● **Problem to work on**
Decide whether each statement agrees with the rectal polyp passage below, and back each yes or no with the deciding words of the passage, quoted exactly. 1. The polyps were seen over a period of 33 months. 2. One of the resections caused a perforation. 3. The median size of the polyps was 3.5 cm.

● **Supplied passage**
Introduction Complex NPRP (non pedunculated rectal polyp) is defined as the polyp which has an increased risk of malignancy, increased risk of incomplete resection/recurrence, increased risk of adverse event or SMSA level 4 polyp.1

Complex rectal polyps are managed by endoscopic (EMR, ESD, hybrid ESD) techniques or by various surgical techniques (TEMS, TAMIS, TART, TASER), depending on the endoscopic lesion assessment and the local expertise.

Methods The aim of this study was to describe the outcomes of the endoscopic management of complex rectal polyps in a large tertiary hospital (single operator).

Results Over a period of 33 months (May 2013 to Jan 2016), 77 complex rectal polyps including 10 rectosigmoid polyps were encountered. The size of the polyp varied from 1 cm to 14 cms (median - 3.5 cm). The age of the patient varied from 50 to 92 (median age - 60).

29 polyps (37.6%) was confirmed to have cancer. The pre resection endoscopic accuracy of malignancy was 94%. Frank malignancy was suspected and confirmed in 7 cases and deemed not suitable for endoscopic resection. A small subpedunculated pT1 polyp cancer was resected enbloc, but was not suspected to be a cancer prior to resection.21 polyps were noted to have features suggestive of high risk of malignancy. All had attempted endoscopic resection, including EMR and/or hybrid ESD. Of these, 7 polyps was confirmed to have cancer.

The surgery rate for complex rectal polyps (including lesions with endoscopic resections for cancer) is 4.2%. None of the benign polyps (including polyps with EMR/Hybrid ESD for recurrence at previous TEMS/EMR site, post surgery anastomosis site) had surgery. Of the data available for 54 polyps with post endoscopic resection, 46 polyps (85%) did not have any residual lesion at 3 months. Of the available data for 26 polyps at 12 months, no recurrence/residual lesion was noted.

None of the resection had perforation. 2 polyp cancers had significant bleeding during attempted hybrid ESD and had surgical resection of the polyp cancer. Another benign polyp with hybrid ESD had significant bleeding controlled with haemospray.

● **Entries provided**
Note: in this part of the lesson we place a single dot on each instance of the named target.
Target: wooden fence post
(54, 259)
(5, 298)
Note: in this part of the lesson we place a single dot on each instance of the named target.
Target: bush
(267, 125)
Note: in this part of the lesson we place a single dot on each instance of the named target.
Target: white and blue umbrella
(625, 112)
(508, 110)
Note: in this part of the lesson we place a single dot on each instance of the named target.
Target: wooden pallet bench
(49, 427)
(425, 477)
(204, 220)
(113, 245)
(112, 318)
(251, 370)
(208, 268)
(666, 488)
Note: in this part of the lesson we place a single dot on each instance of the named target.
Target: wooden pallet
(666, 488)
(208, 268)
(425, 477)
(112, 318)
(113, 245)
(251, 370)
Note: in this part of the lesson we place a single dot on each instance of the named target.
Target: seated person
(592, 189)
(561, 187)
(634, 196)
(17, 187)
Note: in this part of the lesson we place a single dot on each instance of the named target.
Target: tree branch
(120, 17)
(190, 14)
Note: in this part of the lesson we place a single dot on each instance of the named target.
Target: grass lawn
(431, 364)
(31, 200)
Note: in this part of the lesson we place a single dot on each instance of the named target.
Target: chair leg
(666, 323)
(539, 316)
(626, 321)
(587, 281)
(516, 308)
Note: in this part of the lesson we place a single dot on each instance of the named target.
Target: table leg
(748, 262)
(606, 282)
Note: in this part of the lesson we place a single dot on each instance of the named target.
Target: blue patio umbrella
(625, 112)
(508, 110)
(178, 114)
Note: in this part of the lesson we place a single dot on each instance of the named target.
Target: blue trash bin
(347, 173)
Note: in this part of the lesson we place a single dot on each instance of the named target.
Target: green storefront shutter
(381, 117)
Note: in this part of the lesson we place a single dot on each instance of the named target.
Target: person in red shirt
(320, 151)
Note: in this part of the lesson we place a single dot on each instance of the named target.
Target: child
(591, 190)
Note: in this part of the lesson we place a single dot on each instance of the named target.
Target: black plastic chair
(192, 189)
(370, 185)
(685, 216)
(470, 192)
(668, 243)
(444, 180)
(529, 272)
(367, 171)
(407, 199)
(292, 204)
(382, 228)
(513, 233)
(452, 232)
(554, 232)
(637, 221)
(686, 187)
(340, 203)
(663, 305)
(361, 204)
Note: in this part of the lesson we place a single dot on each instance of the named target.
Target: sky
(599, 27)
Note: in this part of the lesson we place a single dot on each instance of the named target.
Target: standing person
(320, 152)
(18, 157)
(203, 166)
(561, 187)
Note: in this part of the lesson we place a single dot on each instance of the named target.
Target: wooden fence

● **Answer for the task**
1. Yes: "Over a period of 33 months (May 2013 to Jan 2016)"
2. No: "None of the resection had perforation."
3. Yes: "(median - 3.5 cm)"